- _TASK OBJECTIVE_
Look in the data below for the line that contains "dark phone case?". Copy that line and the remaining lines exactly.

[Polygon annotations for photos]
## begin

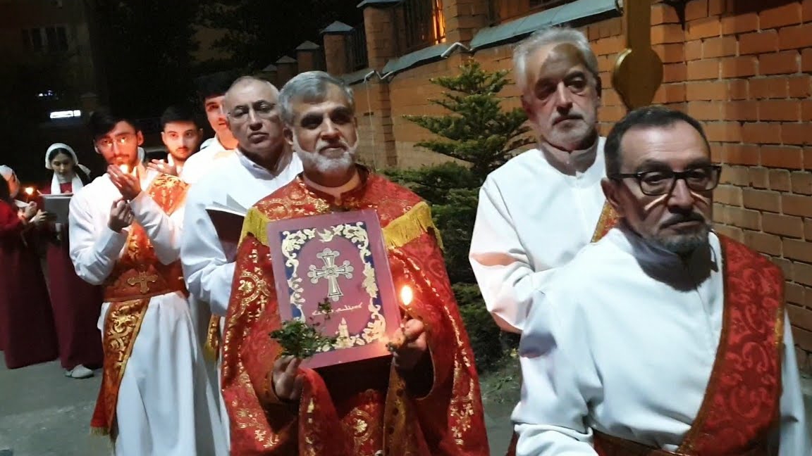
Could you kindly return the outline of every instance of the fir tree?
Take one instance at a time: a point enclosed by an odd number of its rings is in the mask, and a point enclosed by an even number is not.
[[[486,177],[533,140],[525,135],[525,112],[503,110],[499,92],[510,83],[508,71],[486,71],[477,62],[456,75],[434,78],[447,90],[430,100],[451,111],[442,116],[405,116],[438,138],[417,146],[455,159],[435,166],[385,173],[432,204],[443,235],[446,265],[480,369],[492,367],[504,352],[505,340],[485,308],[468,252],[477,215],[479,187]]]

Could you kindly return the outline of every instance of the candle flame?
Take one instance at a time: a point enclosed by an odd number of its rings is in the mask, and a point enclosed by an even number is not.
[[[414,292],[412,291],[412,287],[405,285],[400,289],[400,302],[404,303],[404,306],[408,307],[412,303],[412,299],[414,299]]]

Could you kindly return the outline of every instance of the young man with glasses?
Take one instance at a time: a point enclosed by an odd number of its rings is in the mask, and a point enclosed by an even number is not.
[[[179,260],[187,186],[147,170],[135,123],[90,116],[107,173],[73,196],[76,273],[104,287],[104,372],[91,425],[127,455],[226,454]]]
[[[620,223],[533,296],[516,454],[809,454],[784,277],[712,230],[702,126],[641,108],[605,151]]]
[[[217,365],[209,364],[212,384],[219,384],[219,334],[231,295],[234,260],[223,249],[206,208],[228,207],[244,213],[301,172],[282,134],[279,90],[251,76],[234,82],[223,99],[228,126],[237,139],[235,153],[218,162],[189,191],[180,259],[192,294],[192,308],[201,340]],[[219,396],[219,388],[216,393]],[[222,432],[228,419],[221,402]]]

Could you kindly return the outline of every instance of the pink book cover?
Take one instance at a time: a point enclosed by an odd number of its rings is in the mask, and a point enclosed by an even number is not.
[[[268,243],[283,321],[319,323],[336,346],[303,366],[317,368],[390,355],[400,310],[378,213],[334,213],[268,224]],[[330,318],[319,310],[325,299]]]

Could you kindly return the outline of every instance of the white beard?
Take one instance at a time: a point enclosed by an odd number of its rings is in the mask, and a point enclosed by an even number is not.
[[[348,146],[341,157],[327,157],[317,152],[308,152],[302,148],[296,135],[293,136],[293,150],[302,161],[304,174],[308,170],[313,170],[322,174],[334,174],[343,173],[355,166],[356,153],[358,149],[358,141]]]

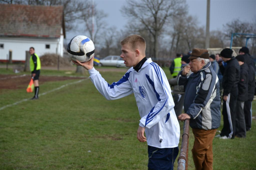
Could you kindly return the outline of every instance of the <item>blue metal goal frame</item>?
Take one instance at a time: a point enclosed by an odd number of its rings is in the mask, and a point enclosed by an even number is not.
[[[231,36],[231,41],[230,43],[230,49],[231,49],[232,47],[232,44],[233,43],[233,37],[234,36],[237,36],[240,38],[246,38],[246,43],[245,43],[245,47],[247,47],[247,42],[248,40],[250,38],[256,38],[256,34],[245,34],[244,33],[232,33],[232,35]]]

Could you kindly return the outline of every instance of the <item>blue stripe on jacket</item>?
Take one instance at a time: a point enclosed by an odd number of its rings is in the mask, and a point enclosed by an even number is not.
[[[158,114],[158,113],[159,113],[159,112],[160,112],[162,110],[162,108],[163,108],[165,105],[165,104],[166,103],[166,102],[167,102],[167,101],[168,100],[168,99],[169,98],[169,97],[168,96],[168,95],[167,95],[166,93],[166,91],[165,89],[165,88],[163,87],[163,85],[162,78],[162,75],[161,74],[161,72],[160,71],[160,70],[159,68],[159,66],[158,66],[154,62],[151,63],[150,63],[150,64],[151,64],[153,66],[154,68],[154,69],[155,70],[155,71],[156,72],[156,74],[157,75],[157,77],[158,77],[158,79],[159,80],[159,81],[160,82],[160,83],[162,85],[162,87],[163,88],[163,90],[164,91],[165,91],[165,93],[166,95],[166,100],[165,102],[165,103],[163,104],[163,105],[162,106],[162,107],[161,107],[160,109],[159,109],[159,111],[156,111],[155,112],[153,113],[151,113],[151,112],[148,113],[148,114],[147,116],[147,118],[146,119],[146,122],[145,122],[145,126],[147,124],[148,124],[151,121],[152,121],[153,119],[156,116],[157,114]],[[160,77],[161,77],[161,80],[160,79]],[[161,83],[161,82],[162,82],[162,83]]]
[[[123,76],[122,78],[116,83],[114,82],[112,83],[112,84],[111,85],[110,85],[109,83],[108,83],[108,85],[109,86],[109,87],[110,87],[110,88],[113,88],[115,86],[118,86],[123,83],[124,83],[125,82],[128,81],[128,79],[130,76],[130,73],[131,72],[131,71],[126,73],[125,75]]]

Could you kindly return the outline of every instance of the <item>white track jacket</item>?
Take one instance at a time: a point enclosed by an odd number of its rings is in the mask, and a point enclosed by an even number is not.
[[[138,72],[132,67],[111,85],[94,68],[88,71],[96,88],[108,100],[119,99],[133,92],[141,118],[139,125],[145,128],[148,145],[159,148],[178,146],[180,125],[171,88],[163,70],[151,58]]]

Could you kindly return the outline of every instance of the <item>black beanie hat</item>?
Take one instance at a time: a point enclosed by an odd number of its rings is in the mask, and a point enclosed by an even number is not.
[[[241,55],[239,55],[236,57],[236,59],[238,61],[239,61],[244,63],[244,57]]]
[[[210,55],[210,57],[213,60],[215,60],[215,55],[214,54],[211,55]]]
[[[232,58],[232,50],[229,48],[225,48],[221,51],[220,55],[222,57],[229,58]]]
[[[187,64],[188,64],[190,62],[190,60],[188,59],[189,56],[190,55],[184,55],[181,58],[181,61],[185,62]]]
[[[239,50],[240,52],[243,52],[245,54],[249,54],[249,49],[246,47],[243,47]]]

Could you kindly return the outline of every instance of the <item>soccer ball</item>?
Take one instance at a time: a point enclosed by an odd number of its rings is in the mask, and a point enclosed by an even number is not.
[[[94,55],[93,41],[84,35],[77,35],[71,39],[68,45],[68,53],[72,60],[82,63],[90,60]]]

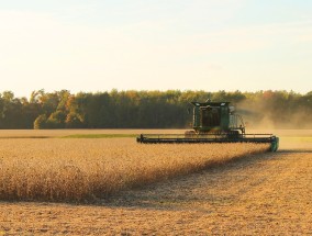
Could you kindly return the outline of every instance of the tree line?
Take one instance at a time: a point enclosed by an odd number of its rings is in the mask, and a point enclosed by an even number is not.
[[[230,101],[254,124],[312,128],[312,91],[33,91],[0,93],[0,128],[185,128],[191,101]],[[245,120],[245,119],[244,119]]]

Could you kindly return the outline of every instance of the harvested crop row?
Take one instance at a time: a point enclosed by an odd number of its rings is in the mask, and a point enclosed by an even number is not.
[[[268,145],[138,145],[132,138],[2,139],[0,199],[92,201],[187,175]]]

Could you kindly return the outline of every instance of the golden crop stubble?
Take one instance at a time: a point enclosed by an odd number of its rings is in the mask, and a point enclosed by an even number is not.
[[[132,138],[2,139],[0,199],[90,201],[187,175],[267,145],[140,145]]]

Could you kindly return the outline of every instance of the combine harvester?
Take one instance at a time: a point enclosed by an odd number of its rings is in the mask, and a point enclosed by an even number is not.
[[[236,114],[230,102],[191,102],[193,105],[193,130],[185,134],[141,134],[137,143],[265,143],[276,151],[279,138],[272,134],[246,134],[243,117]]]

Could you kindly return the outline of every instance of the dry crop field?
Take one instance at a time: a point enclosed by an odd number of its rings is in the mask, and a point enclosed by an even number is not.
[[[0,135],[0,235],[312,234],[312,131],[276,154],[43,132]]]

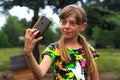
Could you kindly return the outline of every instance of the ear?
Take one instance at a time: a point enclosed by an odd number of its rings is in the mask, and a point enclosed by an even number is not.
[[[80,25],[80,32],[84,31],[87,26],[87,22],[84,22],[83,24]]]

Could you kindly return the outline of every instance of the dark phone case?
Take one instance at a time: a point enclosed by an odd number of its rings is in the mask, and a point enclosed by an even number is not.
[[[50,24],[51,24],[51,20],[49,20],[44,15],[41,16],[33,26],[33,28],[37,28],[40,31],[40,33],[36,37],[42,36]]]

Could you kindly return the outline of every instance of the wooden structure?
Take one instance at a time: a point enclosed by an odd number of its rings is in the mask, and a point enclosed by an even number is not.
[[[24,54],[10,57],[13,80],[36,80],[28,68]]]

## end

- _PROBLEM SOLUTION_
Could you kindly return the outline of every instance of the dark phone case?
Take one instance at a time: a point enclosed by an odd number of its rings is in the mask, and a point enclosed by an even number is not.
[[[50,24],[51,24],[51,20],[49,20],[44,15],[41,16],[33,26],[33,28],[37,28],[40,31],[40,33],[36,37],[42,36]]]

Could you kindly return the outline of every instance of the wooden structure?
Take one instance at a time: a point enclosed by an odd number of its rings is in the mask, and a point enclosed by an even number is not.
[[[24,54],[10,57],[13,80],[36,80],[28,68]]]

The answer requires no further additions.